DIRECTIONS FOR THIS TASK: Could every line of the data be copied out once more, exactly?

Dataset excerpts:

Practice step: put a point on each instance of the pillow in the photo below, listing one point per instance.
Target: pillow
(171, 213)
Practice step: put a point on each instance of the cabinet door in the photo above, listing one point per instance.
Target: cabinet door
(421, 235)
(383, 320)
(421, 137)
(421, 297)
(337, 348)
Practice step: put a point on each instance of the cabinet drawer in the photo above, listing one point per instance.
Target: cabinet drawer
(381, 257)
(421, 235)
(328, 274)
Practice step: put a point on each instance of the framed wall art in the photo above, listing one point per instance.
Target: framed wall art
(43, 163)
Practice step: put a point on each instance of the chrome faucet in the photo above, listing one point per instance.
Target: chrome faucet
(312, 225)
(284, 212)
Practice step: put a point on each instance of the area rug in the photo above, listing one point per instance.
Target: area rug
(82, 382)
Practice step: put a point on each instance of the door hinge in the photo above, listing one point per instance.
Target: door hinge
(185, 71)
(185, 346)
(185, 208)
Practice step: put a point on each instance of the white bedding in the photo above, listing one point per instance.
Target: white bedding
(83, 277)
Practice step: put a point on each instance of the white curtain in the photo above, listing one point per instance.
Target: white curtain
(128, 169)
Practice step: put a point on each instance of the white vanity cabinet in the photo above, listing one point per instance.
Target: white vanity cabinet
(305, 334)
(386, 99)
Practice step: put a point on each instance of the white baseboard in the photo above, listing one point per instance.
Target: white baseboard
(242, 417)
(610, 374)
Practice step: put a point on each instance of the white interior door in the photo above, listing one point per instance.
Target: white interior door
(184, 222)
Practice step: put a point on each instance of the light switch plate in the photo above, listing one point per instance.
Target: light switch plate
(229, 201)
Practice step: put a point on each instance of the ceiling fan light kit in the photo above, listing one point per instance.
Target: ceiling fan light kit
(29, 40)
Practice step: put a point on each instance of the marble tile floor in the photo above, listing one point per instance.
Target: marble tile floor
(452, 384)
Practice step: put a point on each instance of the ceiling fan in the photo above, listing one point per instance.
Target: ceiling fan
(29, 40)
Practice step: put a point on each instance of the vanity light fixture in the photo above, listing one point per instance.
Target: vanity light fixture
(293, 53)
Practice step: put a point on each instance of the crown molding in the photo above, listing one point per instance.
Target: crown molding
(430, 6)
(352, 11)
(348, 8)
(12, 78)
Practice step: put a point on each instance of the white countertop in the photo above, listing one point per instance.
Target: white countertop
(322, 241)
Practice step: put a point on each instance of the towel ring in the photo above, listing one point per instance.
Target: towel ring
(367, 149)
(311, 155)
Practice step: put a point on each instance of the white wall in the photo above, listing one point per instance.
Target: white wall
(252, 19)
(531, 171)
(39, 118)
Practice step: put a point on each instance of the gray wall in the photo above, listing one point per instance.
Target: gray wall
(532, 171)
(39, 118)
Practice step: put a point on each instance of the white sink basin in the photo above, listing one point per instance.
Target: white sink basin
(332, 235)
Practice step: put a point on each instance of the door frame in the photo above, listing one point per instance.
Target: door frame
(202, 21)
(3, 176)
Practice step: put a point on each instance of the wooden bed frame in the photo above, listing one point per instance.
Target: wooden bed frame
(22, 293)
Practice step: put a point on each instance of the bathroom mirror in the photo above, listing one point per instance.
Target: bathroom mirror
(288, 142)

TASK SOLUTION:
Practice step: put a point on each instance of the pillow in the photo below, listing one point per instance.
Target: pillow
(171, 213)
Practice step: put a point on each instance of the cabinet door in the photo above, listing one point per instance.
Target: cabinet door
(421, 235)
(383, 320)
(421, 137)
(421, 297)
(337, 348)
Practice step: put a point on each instance of the cabinet drawer in the photo above, listing one point per instance.
Target: cabinet drawer
(381, 257)
(421, 235)
(328, 274)
Practice step: put a point on each instance of the framed wall art in the photo above, listing one point per instance.
Target: framed wall art
(43, 163)
Practice step: put a point on each instance of the chrome faucet in the photo above, listing one point per instance.
Target: chrome faucet
(312, 225)
(284, 212)
Practice step: put a point on each instance of the area rug in the photo above, listing one point per instance.
Target: area rug
(82, 382)
Practice step: put a point on each instance of the door hinge in the photo above, listing one point per instance.
Target: door hinge
(185, 71)
(185, 346)
(185, 208)
Practice step: put a point on each instance of the white bedding in the photo above, listing one point per instance.
Target: white bedding
(83, 277)
Practice step: put a point on each instance of the white curtain in the photo above, listing one point per instance.
Target: white curtain
(128, 169)
Practice step: put a point on each instance of the white vanity cabinet in the photo above, listing one point per instance.
Target: white vanity cabinet
(305, 334)
(386, 99)
Practice step: put a point on each instance of the white baseboard in the photo above, listing one point per instance.
Target: white baseboard
(242, 417)
(610, 374)
Practice step: put a point on each instance of the white interior door in the photo above, listing one point per instance.
Target: white interior door
(184, 222)
Practice step: put a point on each instance of the light switch plate in the photo above, listing one point per instance.
Target: light switch plate
(229, 201)
Practice step: put a point on each instance of the ceiling fan light kit in the photo above, listing one point per instance.
Target: ceiling fan light kit
(29, 40)
Practice step: put a point on each instance of the marble tile floor in the photo above, listing one point per instance.
Target: marble tile floor
(452, 384)
Practice step: put a point on each instance of the ceiling fan in the photo above, listing one point per instance.
Target: ceiling fan
(29, 40)
Practice step: put a point on each instance of the vanity light fixture in the photo above, listing one point per instance.
Target: vanity light fixture
(293, 53)
Practice step: put a point on each instance of the crown molding in the photo above, listing one point per instance.
Target: crown molding
(430, 6)
(352, 11)
(348, 8)
(12, 78)
Practice step: put a point on each instance of the white countertop in the photo above, listing one point per instance.
Target: white countertop
(322, 241)
Practice step: put a point on each instance of the towel ring in the photo above, listing one point per instance.
Target: towel ring
(367, 149)
(311, 155)
Practice step: put a point on each instance of the white wall in the photo above, listing one point per instance.
Target: white wall
(252, 19)
(531, 171)
(39, 118)
Practice step: put a point on each instance of the gray wall in the photo above, listing one point per instance.
Target: gray wall
(532, 171)
(39, 118)
Practice step: put a point on each instance of the white sink basin in the photo above, listing one point per instance.
Target: white sink basin
(332, 235)
Practice step: put a point on each instance of the door frame in the photo above, listing one point per instance.
Target: door frame
(202, 21)
(3, 176)
Practice step: put a point on each instance of the wooden bed frame in the photo above, listing one point per instance.
Target: wooden bed frame
(22, 293)
Practice step: put a point on each instance of the bathroom mirror in the photo above, listing one point per instance.
Target: bathroom mirror
(288, 142)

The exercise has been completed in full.